-- Document excerpt follows --

Researchers at Chernobyl used the Elios 2 to determine that no nuclear waste was present in Reactor Five for the first time since the 1986 disaster.
Inspection firm Flyability has revealed how last year it partnered with DroneUA to conduct a mission at the Chernobyl Nuclear Power Plant with the goal of determining whether nuclear waste was present in one of the plant’s decommissioned reactors.
At the time of the 1986 disaster, the fifth block of the Chernobyl Plant was under construction and nearing completion. Given the rush to leave, there was no record of whether the holding pools in Reactor Five had ever received the depleted uranium fuel bars for which they had been made.
Thirty-three years later, Chernobyl’s decommissioning team needed to know whether there was any nuclear waste within Reactor Five. To this end, the team wanted pilot’s from Flyability to conduct a mission within Reactor Five to determine whether any nuclear fuel bars were present, and whether the primary equipment that would have been used in the reactor had ever been mounted.
The Elios 2 is commonly used for inspections at nuclear power plants, where it can help improve safety and significantly reduce turnaround times (i.e., the amount of time the plant is shut down for inspection and maintenance purposes). However, this was the first time a Flyability drone was involved in efforts to decommission a nuclear power plant.
“The Chernobyl mission was stressful, because the wall we had to fly over was 70 meters [230 feet] high, so there was no way we could get the drone back if the signal was lost,” said Charles Rey, the Training Manager at Flyability and one of the mission’s leaders.

-- Document excerpt concluded --

= Task prompt =
Could you take the article on the Elios 2 drone mission inside Chernobyl's Reactor Five further, picking up after its last sentence? The records were taken from a different source.

-- Given entries follows --

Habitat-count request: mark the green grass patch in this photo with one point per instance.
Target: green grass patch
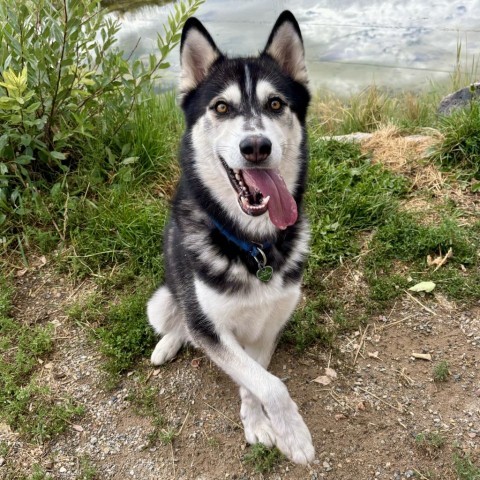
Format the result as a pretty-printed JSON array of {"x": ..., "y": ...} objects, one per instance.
[
  {"x": 398, "y": 257},
  {"x": 347, "y": 194},
  {"x": 460, "y": 146},
  {"x": 125, "y": 335},
  {"x": 27, "y": 406},
  {"x": 262, "y": 458}
]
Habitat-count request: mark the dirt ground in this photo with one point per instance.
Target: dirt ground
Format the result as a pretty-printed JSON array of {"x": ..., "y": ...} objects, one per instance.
[{"x": 364, "y": 423}]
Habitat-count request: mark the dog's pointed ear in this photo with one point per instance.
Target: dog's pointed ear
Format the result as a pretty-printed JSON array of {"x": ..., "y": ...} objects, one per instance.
[
  {"x": 285, "y": 46},
  {"x": 197, "y": 54}
]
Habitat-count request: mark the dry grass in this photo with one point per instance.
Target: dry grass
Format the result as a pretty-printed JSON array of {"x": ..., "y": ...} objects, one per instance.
[{"x": 406, "y": 155}]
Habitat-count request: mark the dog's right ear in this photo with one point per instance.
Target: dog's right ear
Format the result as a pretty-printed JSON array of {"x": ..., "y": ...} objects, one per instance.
[{"x": 197, "y": 54}]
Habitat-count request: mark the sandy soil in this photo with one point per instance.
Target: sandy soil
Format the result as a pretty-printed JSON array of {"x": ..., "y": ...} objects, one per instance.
[{"x": 364, "y": 422}]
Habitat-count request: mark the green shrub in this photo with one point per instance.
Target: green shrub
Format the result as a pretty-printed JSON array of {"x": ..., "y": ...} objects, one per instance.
[
  {"x": 460, "y": 147},
  {"x": 61, "y": 89}
]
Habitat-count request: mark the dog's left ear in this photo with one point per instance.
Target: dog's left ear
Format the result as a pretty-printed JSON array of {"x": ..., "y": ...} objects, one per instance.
[
  {"x": 198, "y": 52},
  {"x": 285, "y": 46}
]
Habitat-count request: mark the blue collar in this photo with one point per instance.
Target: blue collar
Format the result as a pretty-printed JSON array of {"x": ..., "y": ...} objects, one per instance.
[{"x": 252, "y": 248}]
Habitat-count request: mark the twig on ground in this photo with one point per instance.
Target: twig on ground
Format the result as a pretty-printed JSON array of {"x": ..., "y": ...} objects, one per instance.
[
  {"x": 360, "y": 345},
  {"x": 420, "y": 303},
  {"x": 398, "y": 409}
]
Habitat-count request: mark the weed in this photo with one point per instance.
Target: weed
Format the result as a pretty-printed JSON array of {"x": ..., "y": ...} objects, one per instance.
[
  {"x": 430, "y": 442},
  {"x": 400, "y": 247},
  {"x": 441, "y": 371},
  {"x": 465, "y": 468},
  {"x": 262, "y": 458},
  {"x": 38, "y": 473},
  {"x": 306, "y": 326},
  {"x": 460, "y": 145},
  {"x": 347, "y": 194},
  {"x": 144, "y": 399},
  {"x": 26, "y": 406},
  {"x": 50, "y": 117},
  {"x": 125, "y": 335}
]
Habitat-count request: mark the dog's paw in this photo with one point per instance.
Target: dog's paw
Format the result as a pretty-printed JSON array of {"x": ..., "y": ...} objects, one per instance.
[
  {"x": 258, "y": 428},
  {"x": 293, "y": 438},
  {"x": 166, "y": 349}
]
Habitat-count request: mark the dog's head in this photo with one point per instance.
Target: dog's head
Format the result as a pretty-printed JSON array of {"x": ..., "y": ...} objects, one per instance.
[{"x": 245, "y": 121}]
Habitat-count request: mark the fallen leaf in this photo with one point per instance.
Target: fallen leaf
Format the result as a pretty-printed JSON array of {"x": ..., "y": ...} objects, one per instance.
[
  {"x": 360, "y": 406},
  {"x": 330, "y": 372},
  {"x": 323, "y": 380},
  {"x": 423, "y": 287},
  {"x": 439, "y": 261}
]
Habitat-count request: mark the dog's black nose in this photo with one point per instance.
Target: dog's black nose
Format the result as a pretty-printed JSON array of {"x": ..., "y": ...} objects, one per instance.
[{"x": 255, "y": 148}]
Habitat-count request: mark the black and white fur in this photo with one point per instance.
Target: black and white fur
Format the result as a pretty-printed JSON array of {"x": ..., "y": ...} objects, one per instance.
[{"x": 211, "y": 296}]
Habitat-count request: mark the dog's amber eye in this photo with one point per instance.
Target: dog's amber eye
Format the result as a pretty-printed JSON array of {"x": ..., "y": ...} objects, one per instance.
[
  {"x": 275, "y": 104},
  {"x": 221, "y": 107}
]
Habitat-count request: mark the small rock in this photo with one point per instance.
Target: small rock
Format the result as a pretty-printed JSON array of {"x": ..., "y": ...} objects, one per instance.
[{"x": 459, "y": 99}]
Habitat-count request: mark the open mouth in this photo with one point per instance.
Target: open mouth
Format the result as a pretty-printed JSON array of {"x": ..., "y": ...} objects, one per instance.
[
  {"x": 262, "y": 190},
  {"x": 251, "y": 202}
]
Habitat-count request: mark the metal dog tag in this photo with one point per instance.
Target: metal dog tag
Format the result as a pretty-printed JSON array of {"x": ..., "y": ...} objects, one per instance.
[{"x": 264, "y": 274}]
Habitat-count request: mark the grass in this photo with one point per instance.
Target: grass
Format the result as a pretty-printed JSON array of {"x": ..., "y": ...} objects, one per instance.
[
  {"x": 107, "y": 226},
  {"x": 460, "y": 146},
  {"x": 262, "y": 459},
  {"x": 25, "y": 404},
  {"x": 121, "y": 329}
]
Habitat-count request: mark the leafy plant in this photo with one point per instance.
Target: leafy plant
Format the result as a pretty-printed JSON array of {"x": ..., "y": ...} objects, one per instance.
[
  {"x": 460, "y": 146},
  {"x": 61, "y": 89}
]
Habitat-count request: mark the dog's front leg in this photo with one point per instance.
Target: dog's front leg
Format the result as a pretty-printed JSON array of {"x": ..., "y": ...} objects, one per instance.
[{"x": 288, "y": 430}]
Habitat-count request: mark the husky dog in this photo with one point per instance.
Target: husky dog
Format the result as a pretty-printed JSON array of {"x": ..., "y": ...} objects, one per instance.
[{"x": 237, "y": 239}]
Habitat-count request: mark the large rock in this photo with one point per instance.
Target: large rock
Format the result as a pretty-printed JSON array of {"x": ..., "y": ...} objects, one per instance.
[{"x": 459, "y": 99}]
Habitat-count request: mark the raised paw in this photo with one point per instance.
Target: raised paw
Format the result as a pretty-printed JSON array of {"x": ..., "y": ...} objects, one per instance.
[
  {"x": 257, "y": 426},
  {"x": 166, "y": 349},
  {"x": 293, "y": 438}
]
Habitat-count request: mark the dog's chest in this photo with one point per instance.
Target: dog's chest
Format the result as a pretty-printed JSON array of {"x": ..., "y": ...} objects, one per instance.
[{"x": 267, "y": 306}]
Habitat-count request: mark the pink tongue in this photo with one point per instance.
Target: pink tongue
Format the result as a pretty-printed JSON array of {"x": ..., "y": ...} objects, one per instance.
[{"x": 281, "y": 207}]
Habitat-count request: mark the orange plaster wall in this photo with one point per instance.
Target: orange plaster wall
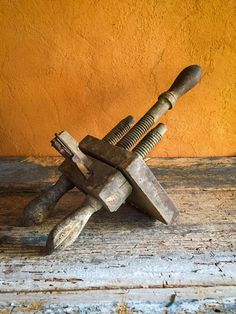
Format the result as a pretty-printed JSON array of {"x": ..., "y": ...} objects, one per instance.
[{"x": 83, "y": 65}]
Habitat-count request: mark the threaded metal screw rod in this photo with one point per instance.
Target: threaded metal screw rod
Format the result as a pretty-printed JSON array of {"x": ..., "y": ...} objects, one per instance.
[
  {"x": 186, "y": 80},
  {"x": 119, "y": 130},
  {"x": 150, "y": 140}
]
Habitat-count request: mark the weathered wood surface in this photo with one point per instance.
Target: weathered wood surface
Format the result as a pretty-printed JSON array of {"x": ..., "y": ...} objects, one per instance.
[{"x": 123, "y": 262}]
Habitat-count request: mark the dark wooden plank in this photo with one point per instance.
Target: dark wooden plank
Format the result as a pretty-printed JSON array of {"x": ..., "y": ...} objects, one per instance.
[{"x": 180, "y": 300}]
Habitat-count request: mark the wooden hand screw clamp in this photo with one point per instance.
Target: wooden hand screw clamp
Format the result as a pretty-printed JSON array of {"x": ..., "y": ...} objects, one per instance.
[{"x": 108, "y": 172}]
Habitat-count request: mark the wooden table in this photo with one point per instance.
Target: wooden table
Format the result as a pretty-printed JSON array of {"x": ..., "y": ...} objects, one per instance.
[{"x": 123, "y": 262}]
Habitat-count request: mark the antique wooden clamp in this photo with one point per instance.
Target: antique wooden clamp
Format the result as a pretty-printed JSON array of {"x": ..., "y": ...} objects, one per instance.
[{"x": 108, "y": 172}]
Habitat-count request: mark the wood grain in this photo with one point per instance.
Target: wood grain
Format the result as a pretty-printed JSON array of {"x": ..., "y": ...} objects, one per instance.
[{"x": 124, "y": 261}]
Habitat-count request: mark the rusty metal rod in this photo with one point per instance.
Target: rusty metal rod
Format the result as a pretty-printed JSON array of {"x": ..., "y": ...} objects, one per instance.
[{"x": 185, "y": 81}]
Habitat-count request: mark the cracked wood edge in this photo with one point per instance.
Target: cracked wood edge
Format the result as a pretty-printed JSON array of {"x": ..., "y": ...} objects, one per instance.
[{"x": 194, "y": 300}]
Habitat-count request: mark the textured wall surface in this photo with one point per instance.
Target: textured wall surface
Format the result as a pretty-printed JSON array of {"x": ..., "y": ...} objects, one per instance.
[{"x": 83, "y": 65}]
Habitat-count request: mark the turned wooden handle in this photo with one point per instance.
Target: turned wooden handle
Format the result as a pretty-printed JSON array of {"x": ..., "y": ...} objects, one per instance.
[
  {"x": 67, "y": 231},
  {"x": 39, "y": 208},
  {"x": 185, "y": 81}
]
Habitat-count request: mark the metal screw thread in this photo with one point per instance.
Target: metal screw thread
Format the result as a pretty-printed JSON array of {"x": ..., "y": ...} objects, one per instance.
[
  {"x": 119, "y": 130},
  {"x": 136, "y": 132},
  {"x": 150, "y": 140}
]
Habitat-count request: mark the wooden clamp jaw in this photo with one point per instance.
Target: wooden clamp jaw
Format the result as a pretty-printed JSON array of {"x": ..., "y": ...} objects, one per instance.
[{"x": 108, "y": 172}]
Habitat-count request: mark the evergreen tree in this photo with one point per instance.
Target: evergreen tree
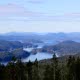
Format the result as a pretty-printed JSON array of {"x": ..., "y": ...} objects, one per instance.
[
  {"x": 36, "y": 70},
  {"x": 20, "y": 70},
  {"x": 30, "y": 70}
]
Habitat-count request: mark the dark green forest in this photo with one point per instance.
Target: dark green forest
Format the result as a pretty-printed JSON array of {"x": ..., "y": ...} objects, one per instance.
[{"x": 54, "y": 70}]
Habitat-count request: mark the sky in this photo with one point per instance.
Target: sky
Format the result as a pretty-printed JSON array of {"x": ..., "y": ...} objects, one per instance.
[{"x": 39, "y": 16}]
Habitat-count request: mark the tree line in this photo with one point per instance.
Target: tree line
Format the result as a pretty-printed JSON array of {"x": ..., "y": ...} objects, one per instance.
[{"x": 56, "y": 70}]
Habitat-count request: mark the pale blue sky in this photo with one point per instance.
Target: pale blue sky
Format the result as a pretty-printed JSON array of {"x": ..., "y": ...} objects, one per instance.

-- Given entries concluded --

= Answer =
“But the mission was a great success, and the people in charge at Chernobyl were very happy with the video and images we were able to collect inside Reactor Five.”
The Chernobyl decommissioning team had little experience with using drones to collect visual data remotely.
Although the reactor is structurally sound, access to the areas within it where nuclear waste might have been stored was impossible because the entries were too high off the ground. To conduct the mission, Flyability pilots stood in the middle of the reactor, in a pit that was about 25 meters (82 feet) deep—a location that would have been inaccessible if the reactor was still active.
Using the Elios 2, pilots were able to fly into Reactor Five and collect enough visual data to determine that the pools were empty and there was no nuclear waste present anywhere inside.
These findings were significant, since no evidence that the holding pools were empty had ever been gathered before. Following the mission, the Chernobyl decommissioning team planned to include the visual evidence collected by the Elios 2 in a report submitted to international authorities regarding the status of the plant’s reactors.